JOB> Resume the board game blog post below, continuing its Doom: The Boardgame review from the last sentence shown.

GIVEN TEXT>
☆ ☆ ☆ ☆ ☆

My cousin was very impressed with Battle Cry. Unbeknownst to me, he is a Civil War buff. I had never played it but am very familiar with Memoir '44, a similar game set in WWII. We played a couple scenarios, he enjoyed the game. As it is out of print I let him keep it. I have Memoir '44 and never get to play it lately, I doubt I will be able to get in a game of Battle Cry before I see him again in March.

Thanks again to the Miniature Club, and good gaming.

Thursday, January 20, 2005


Doom: The Boardgame

My wife and I saw this one at the local game store several weeks ago. She looked at it and asked me if I would be getting it. I laughed and said, "Hell no." Hyped games generally turn me off. Games aimed at teenage boys with miniature figures are a double turn off.

Well, now a few weeks have gone by and I see that Thornquist, Walt Mulder, several others whose opinions I generally trust like the game so I gave it a closer look. I looked closely and it was 20% off. Good enough, I now own Doom: The Boardgame.

Initial Impression

The first thing you notice about the game is that it is heavy. The box is chalk full of bits. In fact, it is difficult to get the lid on after punching all the cardboard chits and other game pieces. There is a cardboard insert that really seems to serve no purpose and it had to get chucked before all the pieces would fit back into the box.

The chits and "floor plan" pieces are heavy cardboard. The cards are thick cardstock. The plastic miniatures are good quality. The rule and scenario books are glossy paper. All in all, the components are very good and there are lots of them.

☆ ☆ ☆ ☆ ☆

RECORD SET>

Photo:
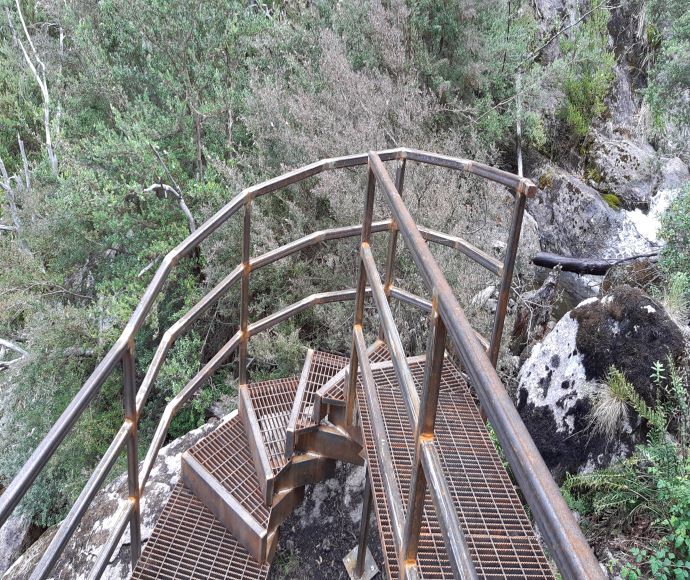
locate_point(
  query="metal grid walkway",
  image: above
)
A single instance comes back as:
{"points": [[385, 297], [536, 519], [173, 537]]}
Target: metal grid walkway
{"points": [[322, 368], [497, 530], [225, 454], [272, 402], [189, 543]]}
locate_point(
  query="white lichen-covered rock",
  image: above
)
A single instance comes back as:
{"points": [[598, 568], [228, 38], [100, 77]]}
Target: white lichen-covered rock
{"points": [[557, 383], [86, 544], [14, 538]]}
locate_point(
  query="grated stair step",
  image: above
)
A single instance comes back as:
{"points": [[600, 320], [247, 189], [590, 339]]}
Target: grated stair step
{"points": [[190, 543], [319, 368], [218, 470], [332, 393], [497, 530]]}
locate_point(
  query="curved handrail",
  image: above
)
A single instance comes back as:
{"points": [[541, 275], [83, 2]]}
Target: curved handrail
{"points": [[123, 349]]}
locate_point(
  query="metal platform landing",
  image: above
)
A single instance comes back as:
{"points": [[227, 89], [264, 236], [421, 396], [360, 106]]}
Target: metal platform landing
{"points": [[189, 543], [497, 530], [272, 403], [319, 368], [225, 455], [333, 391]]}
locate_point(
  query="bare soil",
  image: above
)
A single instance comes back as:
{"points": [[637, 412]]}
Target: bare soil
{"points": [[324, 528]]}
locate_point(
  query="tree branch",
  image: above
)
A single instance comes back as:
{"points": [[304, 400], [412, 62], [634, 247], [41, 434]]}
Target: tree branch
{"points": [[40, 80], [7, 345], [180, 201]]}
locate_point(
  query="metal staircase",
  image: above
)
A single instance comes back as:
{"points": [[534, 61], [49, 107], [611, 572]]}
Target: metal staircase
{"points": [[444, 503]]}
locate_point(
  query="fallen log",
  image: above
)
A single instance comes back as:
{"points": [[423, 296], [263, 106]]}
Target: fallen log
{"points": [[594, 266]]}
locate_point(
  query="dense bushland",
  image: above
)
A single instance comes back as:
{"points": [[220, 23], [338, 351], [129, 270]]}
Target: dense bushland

☆ ☆ ☆ ☆ ☆

ANSWER TO THE PROBLEM>
My final pronouncement of gameplay will have to wait, though. I just bought it a couple days ago, and I only got to play one game. I brought it to the Boys and Girls club this last evening. The game really sparked a lot of interest when I brought it in, unfortunately it is only a 4-player game. There were probably 7 or 9 guys who showed interest, but only 4 could play. I had brought Bang! just in case there were more kids than usual, but Bang! Went over like a rubber crutch in the presence of Doom.

As I said, I didn't have a chance to play before bringing it to the Boys and Girls club. I really try to avoid this, as I'm expected to be the game guru and there is so much to learn on the first play. I was very familiar with the rules and the game progressed with few hitches.

The main problem was that the kids were so exited to play. I started the game with 3 hyperactive 10-12 year-olds and a normal-active 15 year-old. There was a lot of fooling around with the bits and I can't be sure that extra ammo and life tokens weren't added to the game. Not intentionally mind you, but... you get the picture. The older kid was playing the role of the invaders, but he had to leave after about 45 minutes of play. I took over his position. With me playing the game that made it all the harder to keep track of the other kids.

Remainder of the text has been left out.